● Stated exercise
Update the records below by changing every occurrence of "wooden desk" to "wooden table" and leaving all other lines unchanged. Reproduce them without the pictures.

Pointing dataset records
## BEGIN

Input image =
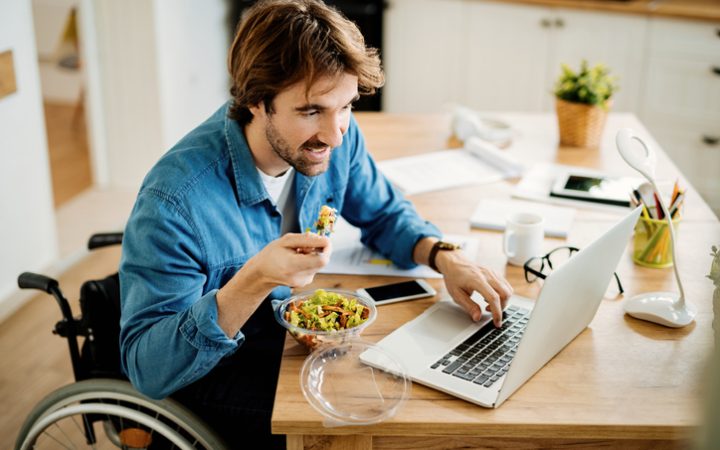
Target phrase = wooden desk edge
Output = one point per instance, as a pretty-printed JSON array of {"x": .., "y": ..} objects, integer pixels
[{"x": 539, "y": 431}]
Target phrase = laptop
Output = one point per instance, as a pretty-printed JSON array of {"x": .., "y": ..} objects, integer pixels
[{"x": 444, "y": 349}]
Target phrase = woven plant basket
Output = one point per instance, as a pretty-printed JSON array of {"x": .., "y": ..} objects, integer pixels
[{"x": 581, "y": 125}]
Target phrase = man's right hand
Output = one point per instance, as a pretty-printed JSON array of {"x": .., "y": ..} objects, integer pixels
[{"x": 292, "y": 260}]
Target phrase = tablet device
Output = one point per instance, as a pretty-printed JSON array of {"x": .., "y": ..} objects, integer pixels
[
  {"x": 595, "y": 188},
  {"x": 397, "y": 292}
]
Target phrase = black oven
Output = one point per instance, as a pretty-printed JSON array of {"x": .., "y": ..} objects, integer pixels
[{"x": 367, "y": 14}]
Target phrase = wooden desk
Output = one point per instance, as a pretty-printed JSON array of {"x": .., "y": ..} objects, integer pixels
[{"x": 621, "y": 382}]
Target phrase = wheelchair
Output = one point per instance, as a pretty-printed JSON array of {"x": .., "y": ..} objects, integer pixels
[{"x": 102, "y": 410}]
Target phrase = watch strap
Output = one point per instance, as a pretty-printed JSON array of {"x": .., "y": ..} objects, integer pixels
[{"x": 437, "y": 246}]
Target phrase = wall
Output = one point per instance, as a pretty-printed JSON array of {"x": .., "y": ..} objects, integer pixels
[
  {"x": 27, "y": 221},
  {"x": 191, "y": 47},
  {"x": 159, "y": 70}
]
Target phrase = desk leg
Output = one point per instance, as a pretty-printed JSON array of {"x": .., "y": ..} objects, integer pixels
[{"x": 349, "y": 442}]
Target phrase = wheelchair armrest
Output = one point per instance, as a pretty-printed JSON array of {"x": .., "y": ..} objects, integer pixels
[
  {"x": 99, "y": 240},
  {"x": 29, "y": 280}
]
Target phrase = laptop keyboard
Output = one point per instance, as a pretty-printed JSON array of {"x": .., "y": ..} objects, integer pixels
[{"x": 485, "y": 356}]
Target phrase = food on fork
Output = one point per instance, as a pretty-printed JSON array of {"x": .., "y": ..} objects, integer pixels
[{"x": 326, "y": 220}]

## END

● Output for this task
Input image =
Target phrase = wooden table edge
Output = one point per instance, as a pretty-printed JSON array of {"x": .., "y": ..} objects, integer pixels
[{"x": 539, "y": 431}]
Target phrase = laptop
Output = one point per instance, as a pretty-printed JSON array of {"x": .., "y": ..} objects, integer pixels
[{"x": 444, "y": 349}]
Target phrase = woven plant basket
Output = one point per instance, as a pretty-printed JSON array of {"x": .., "y": ..} objects, integer pixels
[{"x": 581, "y": 125}]
Target phrase = man's right hand
Output = one point per instance, as a pretty-printed JSON array of {"x": .., "y": ..} objects, integer pixels
[{"x": 292, "y": 260}]
Target phrase = tablet device
Output = one point per instance, as a pretty-printed JSON array of {"x": .., "y": ..} objects, integer pixels
[
  {"x": 595, "y": 188},
  {"x": 397, "y": 292}
]
Target phrase = black oven
Output = one point per instance, as a pretty-printed JSON array of {"x": .., "y": ..} objects, integer pixels
[{"x": 367, "y": 14}]
Target phrase = wooden table
Output = one point per instance, as a pretty-printed JSON array of {"x": .., "y": ..} objects, integer pixels
[{"x": 621, "y": 382}]
Target phrase = wheelchair
Output = one point per instance, as a pretty-printed JSON array of {"x": .., "y": ..} objects, integer pixels
[{"x": 102, "y": 410}]
Target phrase = watch strap
Output = one point per instance, as a pretty-printed JSON array of {"x": .., "y": ..} objects, integer pixels
[{"x": 437, "y": 246}]
Target phrase = wall
Output = one point per instance, as a pretty-printed JSON array of {"x": .., "y": ..} objects, integer pixels
[
  {"x": 27, "y": 221},
  {"x": 191, "y": 47},
  {"x": 159, "y": 70}
]
Target phrase = desk leg
Output = one point per instance, as a pretty-printed JSON array of {"x": .., "y": ..} objects, integer pixels
[{"x": 349, "y": 442}]
Target phrase = wheelchair armrest
Output = one point per instance, as a pretty-printed JSON array of {"x": .., "y": ..} objects, integer pixels
[
  {"x": 99, "y": 240},
  {"x": 29, "y": 280}
]
Target phrase = laptop keyboard
Output = one point per instance, as a pretty-printed JSON array of {"x": .., "y": ..} objects, integer pixels
[{"x": 485, "y": 356}]
Target phrase = food on fork
Output = one point per instance, as a pretty-printed JSON array of {"x": .., "y": ..} objects, integer pixels
[{"x": 326, "y": 220}]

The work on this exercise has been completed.